Exercise ▸
Repeat exactly, and only, the lines from the one holding "Give the outline of every instance of the bumpy" through the last line of the records below.

[Outline records]

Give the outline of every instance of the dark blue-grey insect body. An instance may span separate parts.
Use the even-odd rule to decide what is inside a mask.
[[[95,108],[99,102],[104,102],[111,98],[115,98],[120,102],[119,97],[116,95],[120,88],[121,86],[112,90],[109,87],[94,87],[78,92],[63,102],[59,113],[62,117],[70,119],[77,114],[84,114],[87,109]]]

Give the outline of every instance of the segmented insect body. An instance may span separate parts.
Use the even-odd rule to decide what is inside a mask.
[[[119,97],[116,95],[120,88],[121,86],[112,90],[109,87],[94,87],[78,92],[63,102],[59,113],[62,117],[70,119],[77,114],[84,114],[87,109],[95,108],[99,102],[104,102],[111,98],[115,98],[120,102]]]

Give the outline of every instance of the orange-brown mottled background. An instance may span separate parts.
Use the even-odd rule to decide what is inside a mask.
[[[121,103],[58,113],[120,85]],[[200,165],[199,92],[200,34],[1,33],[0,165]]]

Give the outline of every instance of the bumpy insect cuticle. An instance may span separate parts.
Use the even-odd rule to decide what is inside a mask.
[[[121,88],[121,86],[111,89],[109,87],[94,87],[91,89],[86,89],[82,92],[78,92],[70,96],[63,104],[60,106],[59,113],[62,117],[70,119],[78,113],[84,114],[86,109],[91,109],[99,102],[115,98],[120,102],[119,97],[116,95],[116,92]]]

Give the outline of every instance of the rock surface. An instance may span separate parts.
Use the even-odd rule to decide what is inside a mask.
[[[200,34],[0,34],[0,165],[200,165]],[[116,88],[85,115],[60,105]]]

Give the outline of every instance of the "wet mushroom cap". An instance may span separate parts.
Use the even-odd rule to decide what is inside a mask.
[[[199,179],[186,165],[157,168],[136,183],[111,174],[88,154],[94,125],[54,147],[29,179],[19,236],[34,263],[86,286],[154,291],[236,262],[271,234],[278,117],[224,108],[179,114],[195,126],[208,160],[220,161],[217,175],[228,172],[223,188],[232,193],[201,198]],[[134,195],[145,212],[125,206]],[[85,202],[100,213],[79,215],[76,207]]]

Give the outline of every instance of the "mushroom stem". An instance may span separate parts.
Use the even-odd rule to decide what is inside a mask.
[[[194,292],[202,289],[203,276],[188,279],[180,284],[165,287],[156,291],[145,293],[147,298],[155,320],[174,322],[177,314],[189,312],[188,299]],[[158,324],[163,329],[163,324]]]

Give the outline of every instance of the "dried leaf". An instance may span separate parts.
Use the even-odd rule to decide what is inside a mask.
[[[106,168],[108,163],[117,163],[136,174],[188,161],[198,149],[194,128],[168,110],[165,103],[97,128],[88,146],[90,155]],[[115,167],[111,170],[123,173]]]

Solution for this exercise ▸
Give the outline of every instance of the bumpy insect cuticle. An instance may span separate parts.
Use the even-odd rule to decide what is inside a mask.
[[[121,88],[121,86],[111,89],[109,87],[94,87],[91,89],[86,89],[82,92],[78,92],[70,96],[63,104],[60,106],[59,113],[62,117],[70,119],[78,113],[84,114],[86,109],[91,109],[99,102],[115,98],[120,102],[119,97],[116,95],[116,92]]]

Give the outline of every instance of the rock surface. An instance may span separate parts.
Use the even-odd rule to decide what is inside a mask.
[[[200,34],[0,34],[0,165],[200,165]],[[116,88],[85,115],[60,105]]]

Give the outline of every instance of the "wet mushroom cap". An instance may span separate parts.
Use the even-odd rule to decide what is inside a mask.
[[[199,179],[186,165],[157,168],[136,183],[111,174],[88,154],[94,125],[54,147],[29,179],[19,236],[34,263],[86,286],[154,291],[236,262],[271,234],[278,117],[224,108],[179,114],[195,126],[208,160],[220,161],[217,175],[228,172],[223,188],[232,193],[201,198]],[[134,195],[145,212],[125,206]],[[85,202],[100,213],[79,215],[76,207]]]

Give the outline of every instance of the "mushroom stem". An instance may span separate parts.
Use the even-odd rule to decide what is inside a mask.
[[[194,292],[202,289],[203,276],[188,279],[180,284],[165,287],[156,291],[145,293],[147,298],[155,320],[174,322],[177,314],[189,312],[188,299]],[[158,324],[163,329],[163,324]]]

Give the outline of every instance of the "dried leaf". An instance may span separate parts.
Use the even-odd rule to decide what is inside a mask.
[[[106,168],[108,163],[117,163],[136,174],[188,161],[198,149],[194,128],[168,110],[165,103],[97,128],[88,146],[90,155]],[[115,167],[111,170],[123,173]]]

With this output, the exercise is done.